### Source document
Montana – Several of Montana’s cherished rivers are healthier today thanks to the work of Missoula conservationist Bruce Farling.
“Anything attributed to me is the result of working with really good volunteers and having great staff around me,” Farling said.
His induction to the Montana Outdoor Hall of Fame surprised, flattered and honored him, he said. “It’s a pretty distinguished crowd who some people think I deserve to be hanging with.”
As conservation director for the Clark Fork Coalition he helped organize the removal of Milltown Dam, which allowed migrating bull trout to once again swim up the Blackfoot River to spawn. Farther upstream, he pressed for cleanup efforts on the Clark Fork River where it had been degraded by decades of toxic runoff from historical tailings left in the Butte and Anaconda areas.
Farling fought the development of a gold mine on the upper Blackfoot River and worked with partners to remove nonnative lake trout in Flathead and Yellowstone lakes. On the Jefferson River, he fostered discussions between irrigators and agencies to restore a fishery long impaired by low water flows.
Such is part of the extensive environmental resume Farling created, an impressive record for a Pennsylvania boy who earned an environmental sciences degree from the University of Oregon.

### Data extract

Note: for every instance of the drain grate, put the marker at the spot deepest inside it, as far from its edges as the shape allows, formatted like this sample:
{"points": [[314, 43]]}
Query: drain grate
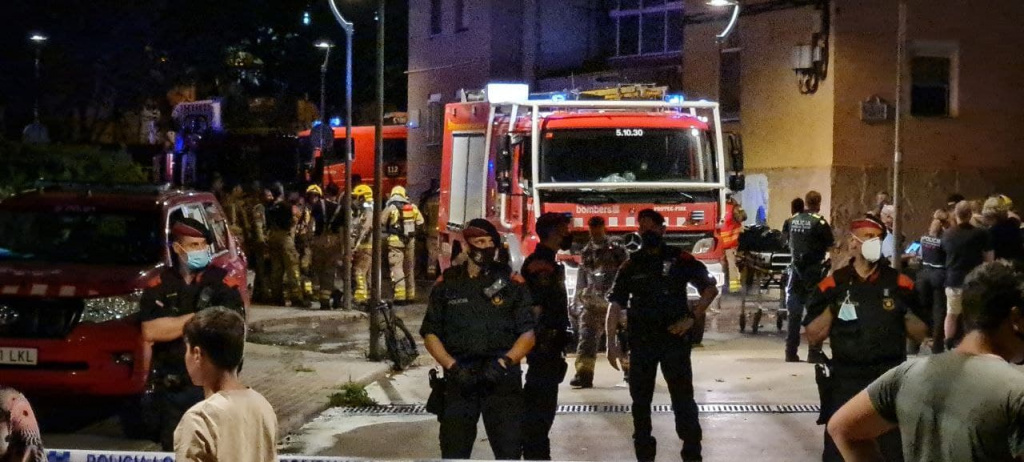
{"points": [[410, 410]]}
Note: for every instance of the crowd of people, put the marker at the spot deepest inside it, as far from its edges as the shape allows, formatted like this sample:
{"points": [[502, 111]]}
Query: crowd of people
{"points": [[294, 245]]}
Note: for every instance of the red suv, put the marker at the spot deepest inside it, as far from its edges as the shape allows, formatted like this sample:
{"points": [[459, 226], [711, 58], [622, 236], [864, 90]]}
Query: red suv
{"points": [[74, 259]]}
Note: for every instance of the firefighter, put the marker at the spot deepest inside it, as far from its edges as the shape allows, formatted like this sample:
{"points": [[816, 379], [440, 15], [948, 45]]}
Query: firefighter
{"points": [[327, 223], [652, 284], [430, 205], [866, 311], [810, 240], [363, 202], [303, 243], [731, 228], [546, 280], [401, 219], [601, 259], [188, 286], [478, 327], [258, 242], [285, 277]]}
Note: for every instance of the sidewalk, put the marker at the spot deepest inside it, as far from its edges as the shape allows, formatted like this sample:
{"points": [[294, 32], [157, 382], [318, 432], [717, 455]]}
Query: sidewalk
{"points": [[297, 382]]}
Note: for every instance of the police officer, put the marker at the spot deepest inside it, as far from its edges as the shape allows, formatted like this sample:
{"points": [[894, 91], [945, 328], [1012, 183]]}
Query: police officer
{"points": [[810, 239], [478, 327], [401, 219], [601, 259], [326, 247], [546, 280], [285, 277], [188, 286], [363, 202], [865, 309], [653, 285]]}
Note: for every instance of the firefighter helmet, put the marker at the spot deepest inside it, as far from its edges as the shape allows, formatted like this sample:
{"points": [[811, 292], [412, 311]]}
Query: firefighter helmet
{"points": [[363, 191]]}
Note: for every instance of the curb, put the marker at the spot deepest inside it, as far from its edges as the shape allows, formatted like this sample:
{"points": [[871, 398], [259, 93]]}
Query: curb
{"points": [[293, 423], [306, 320]]}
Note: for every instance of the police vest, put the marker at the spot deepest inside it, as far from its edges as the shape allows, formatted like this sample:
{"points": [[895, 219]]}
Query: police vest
{"points": [[878, 335]]}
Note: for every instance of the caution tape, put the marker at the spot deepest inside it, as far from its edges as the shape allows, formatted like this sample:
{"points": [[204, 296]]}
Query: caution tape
{"points": [[60, 455]]}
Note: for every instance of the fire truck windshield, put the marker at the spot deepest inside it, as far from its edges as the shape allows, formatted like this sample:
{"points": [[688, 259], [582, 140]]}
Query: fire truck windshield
{"points": [[627, 155]]}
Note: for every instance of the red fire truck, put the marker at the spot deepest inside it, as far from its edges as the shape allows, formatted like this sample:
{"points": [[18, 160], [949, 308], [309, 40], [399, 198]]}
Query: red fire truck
{"points": [[510, 159]]}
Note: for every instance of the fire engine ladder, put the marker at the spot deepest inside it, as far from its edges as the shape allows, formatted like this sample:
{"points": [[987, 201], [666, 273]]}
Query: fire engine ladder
{"points": [[536, 107]]}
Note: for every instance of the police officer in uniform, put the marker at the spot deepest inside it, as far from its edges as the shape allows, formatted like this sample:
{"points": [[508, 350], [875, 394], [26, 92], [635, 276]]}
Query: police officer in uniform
{"points": [[652, 284], [188, 286], [810, 239], [478, 327], [285, 277], [326, 248], [363, 202], [865, 309], [546, 280], [401, 219], [601, 259]]}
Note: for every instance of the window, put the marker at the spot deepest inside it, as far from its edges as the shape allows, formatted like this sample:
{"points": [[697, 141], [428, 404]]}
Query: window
{"points": [[729, 83], [435, 16], [468, 185], [460, 15], [933, 79], [435, 120], [648, 27]]}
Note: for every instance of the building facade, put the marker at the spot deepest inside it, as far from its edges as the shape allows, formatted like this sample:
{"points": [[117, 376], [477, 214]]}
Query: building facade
{"points": [[809, 84]]}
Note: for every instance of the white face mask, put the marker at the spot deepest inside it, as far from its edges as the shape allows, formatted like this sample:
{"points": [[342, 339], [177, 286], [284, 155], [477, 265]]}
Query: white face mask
{"points": [[871, 249]]}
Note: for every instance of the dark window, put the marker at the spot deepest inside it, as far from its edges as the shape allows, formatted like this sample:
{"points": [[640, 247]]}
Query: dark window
{"points": [[930, 87], [81, 237], [435, 16], [729, 84], [648, 27], [460, 15]]}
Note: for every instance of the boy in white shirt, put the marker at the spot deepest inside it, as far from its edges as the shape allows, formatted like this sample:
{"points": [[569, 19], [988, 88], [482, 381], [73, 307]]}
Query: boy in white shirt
{"points": [[233, 422]]}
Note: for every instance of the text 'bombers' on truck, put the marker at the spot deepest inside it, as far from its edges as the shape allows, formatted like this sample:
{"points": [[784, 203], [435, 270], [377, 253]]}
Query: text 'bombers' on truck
{"points": [[510, 159]]}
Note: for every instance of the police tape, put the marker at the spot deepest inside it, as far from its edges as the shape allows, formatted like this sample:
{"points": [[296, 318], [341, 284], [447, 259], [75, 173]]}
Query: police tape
{"points": [[60, 455]]}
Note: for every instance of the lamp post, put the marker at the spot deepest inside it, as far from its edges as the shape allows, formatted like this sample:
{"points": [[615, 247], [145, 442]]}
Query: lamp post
{"points": [[38, 40], [721, 38], [347, 198]]}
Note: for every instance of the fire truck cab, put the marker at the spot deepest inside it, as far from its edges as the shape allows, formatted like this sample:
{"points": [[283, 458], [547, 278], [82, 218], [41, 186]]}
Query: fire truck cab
{"points": [[509, 159]]}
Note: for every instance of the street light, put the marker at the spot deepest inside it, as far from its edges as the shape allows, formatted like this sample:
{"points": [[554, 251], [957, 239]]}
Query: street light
{"points": [[347, 199], [38, 40], [325, 45], [732, 21]]}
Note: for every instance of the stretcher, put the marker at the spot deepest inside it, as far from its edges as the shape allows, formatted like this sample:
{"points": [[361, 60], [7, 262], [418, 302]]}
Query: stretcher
{"points": [[764, 280]]}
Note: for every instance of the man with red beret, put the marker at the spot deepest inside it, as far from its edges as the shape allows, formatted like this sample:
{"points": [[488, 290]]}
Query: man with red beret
{"points": [[865, 309], [189, 285]]}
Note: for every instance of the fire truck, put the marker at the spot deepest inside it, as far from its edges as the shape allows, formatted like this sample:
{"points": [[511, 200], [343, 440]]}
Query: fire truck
{"points": [[509, 159]]}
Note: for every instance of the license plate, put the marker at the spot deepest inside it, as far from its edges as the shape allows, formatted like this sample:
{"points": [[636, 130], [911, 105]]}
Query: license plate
{"points": [[18, 357]]}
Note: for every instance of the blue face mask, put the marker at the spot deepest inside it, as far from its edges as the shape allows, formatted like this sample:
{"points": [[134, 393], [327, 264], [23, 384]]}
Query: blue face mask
{"points": [[199, 259]]}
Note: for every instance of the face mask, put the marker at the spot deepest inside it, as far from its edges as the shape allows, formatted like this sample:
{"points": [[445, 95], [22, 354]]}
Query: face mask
{"points": [[871, 249], [650, 240], [482, 257], [198, 260], [566, 243]]}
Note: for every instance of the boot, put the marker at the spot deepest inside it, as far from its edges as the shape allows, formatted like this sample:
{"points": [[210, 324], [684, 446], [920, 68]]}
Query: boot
{"points": [[583, 380]]}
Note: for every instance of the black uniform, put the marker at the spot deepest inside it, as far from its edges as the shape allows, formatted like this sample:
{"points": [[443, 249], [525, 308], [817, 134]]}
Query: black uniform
{"points": [[653, 286], [810, 239], [476, 329], [931, 288], [170, 391], [546, 280], [865, 343]]}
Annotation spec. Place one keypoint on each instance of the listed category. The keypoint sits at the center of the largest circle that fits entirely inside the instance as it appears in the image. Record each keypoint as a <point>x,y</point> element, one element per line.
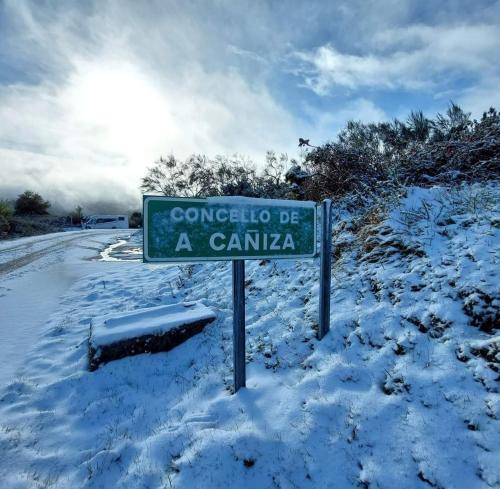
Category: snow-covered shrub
<point>200,176</point>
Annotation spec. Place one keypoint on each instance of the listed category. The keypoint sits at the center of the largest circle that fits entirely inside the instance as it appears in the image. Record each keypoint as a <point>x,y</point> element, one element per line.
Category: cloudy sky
<point>92,92</point>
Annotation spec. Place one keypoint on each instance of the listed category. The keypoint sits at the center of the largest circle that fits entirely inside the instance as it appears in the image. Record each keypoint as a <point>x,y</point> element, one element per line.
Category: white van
<point>106,222</point>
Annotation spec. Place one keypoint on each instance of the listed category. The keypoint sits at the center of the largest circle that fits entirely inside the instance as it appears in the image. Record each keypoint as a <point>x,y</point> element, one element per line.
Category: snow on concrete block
<point>149,330</point>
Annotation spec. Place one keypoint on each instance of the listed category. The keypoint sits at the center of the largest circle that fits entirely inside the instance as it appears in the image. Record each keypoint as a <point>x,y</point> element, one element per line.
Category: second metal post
<point>325,268</point>
<point>239,324</point>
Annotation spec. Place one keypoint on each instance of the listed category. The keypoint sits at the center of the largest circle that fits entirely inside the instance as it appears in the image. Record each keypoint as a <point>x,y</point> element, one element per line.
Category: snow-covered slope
<point>403,392</point>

### Exercise instructions
a) Answer these questions from the article on Bruce Farling:
(i) Which dam did Farling help organize the removal of?
(ii) On which river did he foster discussions between irrigators and agencies?
(iii) Which university awarded his environmental sciences degree?
b) Write the next passage of the article on Bruce Farling, beginning after its final sentence.

### Answers provided
a)
(i) Milltown Dam
(ii) The Jefferson River
(iii) The University of Oregon

b)
“It’s hard to sum up someone who has been a key figure in every effort to care for Montana’s rivers and streams for the last 30 years or more,” said David Brooks, executive director and Farling’s successor at Montana Trout Unlimited.
“Bruce matches his passion for rambling in and getting to know wild places, with his tireless efforts to protect those things,” Brooks said. “His hard-charging, uncompromising advocacy and quick, cutting wit have meant that he’s failed to offend very few people in his orbit, friends and foes alike.”
Farling’s love of Montana was instilled as a youngster visiting family friends in Montana. After college he hired on with the Forest Service at the remote Moose Creek Ranger District in the Selway-Bitterroot Wilderness. Afterward he attended grad school for Journalism at the University of Montana, later landing a job as an intern at High Country News.
In 1994, Farling was hired by Trout Unlimited as its first full-time executive director. In the early 2000s, TU’s national office decreed that stream access initiatives were off-limits to state councils and chapters. The grumbling suggested deep-pocket donors were offended by a national crusade for public stream access.
Farling disagreed, and TU Montana led an uprising that forced the national office to back down. He also helped foster TU’s focus on native species in the state, including pallid sturgeon.
For the group’s 50th anniversary, Farling used his journalism skills to pen an early history of the organization in Montana.
Even after leaving Trout Unlimited, Farling continues to be a voice for conservation, publicly contesting the proposed building of an artificial play wave in the Clark Fork River in downtown Missoula. An enthusiastic whitewater paddler, he said he preferred nature’s waves to ones made by people.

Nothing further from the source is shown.